WHAT IS REQUIRED:
Would you copy out the whole listing exactly as given?

SUPPLIED MATERIAL:
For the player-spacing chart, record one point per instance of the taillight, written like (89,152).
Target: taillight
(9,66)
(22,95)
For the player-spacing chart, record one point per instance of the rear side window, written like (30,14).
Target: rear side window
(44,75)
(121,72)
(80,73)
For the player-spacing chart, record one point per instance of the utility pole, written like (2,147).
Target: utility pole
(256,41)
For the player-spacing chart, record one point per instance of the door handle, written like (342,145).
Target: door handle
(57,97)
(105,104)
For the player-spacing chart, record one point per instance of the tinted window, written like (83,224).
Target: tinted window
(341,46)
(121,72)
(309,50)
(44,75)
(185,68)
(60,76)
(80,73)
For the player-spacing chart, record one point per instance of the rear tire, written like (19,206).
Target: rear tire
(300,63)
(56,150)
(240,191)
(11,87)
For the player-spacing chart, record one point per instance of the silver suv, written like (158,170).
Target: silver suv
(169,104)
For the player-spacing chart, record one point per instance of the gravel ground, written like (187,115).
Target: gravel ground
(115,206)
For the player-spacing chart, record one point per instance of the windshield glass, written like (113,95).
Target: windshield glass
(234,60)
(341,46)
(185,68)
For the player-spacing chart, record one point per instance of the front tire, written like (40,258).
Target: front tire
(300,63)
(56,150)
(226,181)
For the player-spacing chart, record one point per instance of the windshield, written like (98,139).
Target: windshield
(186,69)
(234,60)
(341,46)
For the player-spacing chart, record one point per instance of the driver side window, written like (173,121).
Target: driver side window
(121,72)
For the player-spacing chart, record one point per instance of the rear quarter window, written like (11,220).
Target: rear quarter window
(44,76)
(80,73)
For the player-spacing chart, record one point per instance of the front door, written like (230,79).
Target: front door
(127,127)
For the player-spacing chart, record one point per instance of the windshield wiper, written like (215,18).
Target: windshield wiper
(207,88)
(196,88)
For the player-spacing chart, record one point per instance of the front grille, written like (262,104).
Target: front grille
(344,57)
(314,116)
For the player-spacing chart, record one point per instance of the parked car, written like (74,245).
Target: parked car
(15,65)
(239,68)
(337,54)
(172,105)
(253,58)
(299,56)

SOLUTION TO THIS PROBLEM:
For the player-spacing chart, record one point per instance of the taillight, written like (89,152).
Target: taillight
(9,66)
(22,95)
For the player-spacing chart, record one point per instance of the rear side window, written like (30,14).
Target: rear side window
(44,75)
(121,72)
(80,73)
For the player-spacing chart, record one point per instance of the utility pole, written like (2,147).
Target: utility pole
(256,41)
For the player-spacing chart, record one point per instance of the door handle, written like (342,145).
Target: door handle
(57,97)
(105,104)
For the player-spacing chart, record one point per instance of the tinted window, written like (83,224).
Target: tinted window
(341,46)
(121,72)
(309,50)
(44,75)
(185,68)
(60,76)
(80,73)
For the player-spacing chart, record one point per instance of the rear tire, written like (19,206).
Target: rear tire
(300,63)
(56,150)
(240,191)
(11,87)
For the player-spacing chart, record one point per instance of the silver suv, written like (158,170).
Target: silver suv
(169,104)
For the player-spacing chart, record one point per instance of the gravel ground, written like (187,115).
Target: gravel ground
(115,206)
For the player-spacing chart, record one point per instance of the windshield glass, written like (113,95).
Target: windshield glass
(234,60)
(341,46)
(185,68)
For the player-spacing chart, record one point per instance of the front tire, written like (40,258).
Target: front tire
(300,63)
(56,150)
(226,181)
For the player-spacing chart, record one point per instance of the windshield, written like (98,139).
Target: windshield
(186,69)
(234,60)
(341,46)
For the player-spacing chart, record one point per instance of the driver side window, written like (173,121).
Target: driver side window
(121,72)
For the player-spacing chart, record one point per instance of the rear quarter window, written like (11,220).
Target: rear quarter window
(44,76)
(80,73)
For the player-spacing chart, record one point per instance of the front door, written like (230,79).
Target: front door
(127,127)
For the player-spacing chart, record one point per instance of the windshield wiper, written like (215,18).
Target: windshield wiper
(207,88)
(196,88)
For the player-spacing chart, record one point per instance of the front grille, written like (262,104).
Target: front grille
(344,57)
(314,116)
For the player-spacing chart, record one point per instance of the parked car, written like (74,245).
Target: parked car
(15,65)
(239,68)
(337,54)
(172,105)
(253,58)
(299,56)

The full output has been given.